▶ **Stored data entries**
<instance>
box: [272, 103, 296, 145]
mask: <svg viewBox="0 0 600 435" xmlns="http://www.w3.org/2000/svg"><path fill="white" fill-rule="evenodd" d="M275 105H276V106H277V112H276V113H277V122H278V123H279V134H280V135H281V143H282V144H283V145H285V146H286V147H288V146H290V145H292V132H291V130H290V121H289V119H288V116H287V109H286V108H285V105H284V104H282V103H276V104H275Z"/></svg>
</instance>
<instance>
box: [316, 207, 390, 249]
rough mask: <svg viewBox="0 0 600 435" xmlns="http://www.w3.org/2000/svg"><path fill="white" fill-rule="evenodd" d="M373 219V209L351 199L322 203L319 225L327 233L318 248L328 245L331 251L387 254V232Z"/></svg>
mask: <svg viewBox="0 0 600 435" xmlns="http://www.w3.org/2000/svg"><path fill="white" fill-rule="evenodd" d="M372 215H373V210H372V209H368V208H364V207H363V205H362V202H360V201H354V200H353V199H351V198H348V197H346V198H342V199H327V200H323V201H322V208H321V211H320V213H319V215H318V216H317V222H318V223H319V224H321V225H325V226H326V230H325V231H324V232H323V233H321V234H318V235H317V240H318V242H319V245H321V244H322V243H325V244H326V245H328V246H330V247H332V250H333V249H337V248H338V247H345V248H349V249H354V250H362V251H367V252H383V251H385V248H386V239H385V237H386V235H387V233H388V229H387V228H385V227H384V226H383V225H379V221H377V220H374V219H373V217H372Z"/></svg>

▶ **Problem**
Copy the data word for word.

▶ **Exercise output**
<instance>
box: [272, 103, 296, 145]
mask: <svg viewBox="0 0 600 435" xmlns="http://www.w3.org/2000/svg"><path fill="white" fill-rule="evenodd" d="M275 105H276V106H277V112H276V113H277V122H278V123H279V134H280V135H281V143H282V144H283V145H285V146H286V147H288V146H290V145H292V132H291V130H290V121H289V119H288V116H287V109H286V108H285V105H284V104H282V103H276V104H275Z"/></svg>
</instance>
<instance>
box: [316, 207, 390, 249]
rough mask: <svg viewBox="0 0 600 435" xmlns="http://www.w3.org/2000/svg"><path fill="white" fill-rule="evenodd" d="M373 219V209L351 199L322 203L319 225L327 233L318 248L328 245L331 251L387 254V232Z"/></svg>
mask: <svg viewBox="0 0 600 435" xmlns="http://www.w3.org/2000/svg"><path fill="white" fill-rule="evenodd" d="M372 215H373V210H372V209H368V208H364V207H363V205H362V202H360V201H354V200H353V199H351V198H348V197H346V198H342V199H327V200H323V201H322V208H321V211H320V213H319V215H318V216H317V222H318V223H319V224H321V225H325V226H326V230H325V231H324V232H323V233H321V234H318V235H317V240H318V242H319V245H321V244H322V243H325V244H326V245H328V246H330V247H332V250H333V249H337V248H338V247H345V248H349V249H354V250H362V251H367V252H383V251H385V248H386V239H385V237H386V235H387V233H388V229H387V228H385V227H384V226H383V225H379V221H377V220H374V219H373V217H372Z"/></svg>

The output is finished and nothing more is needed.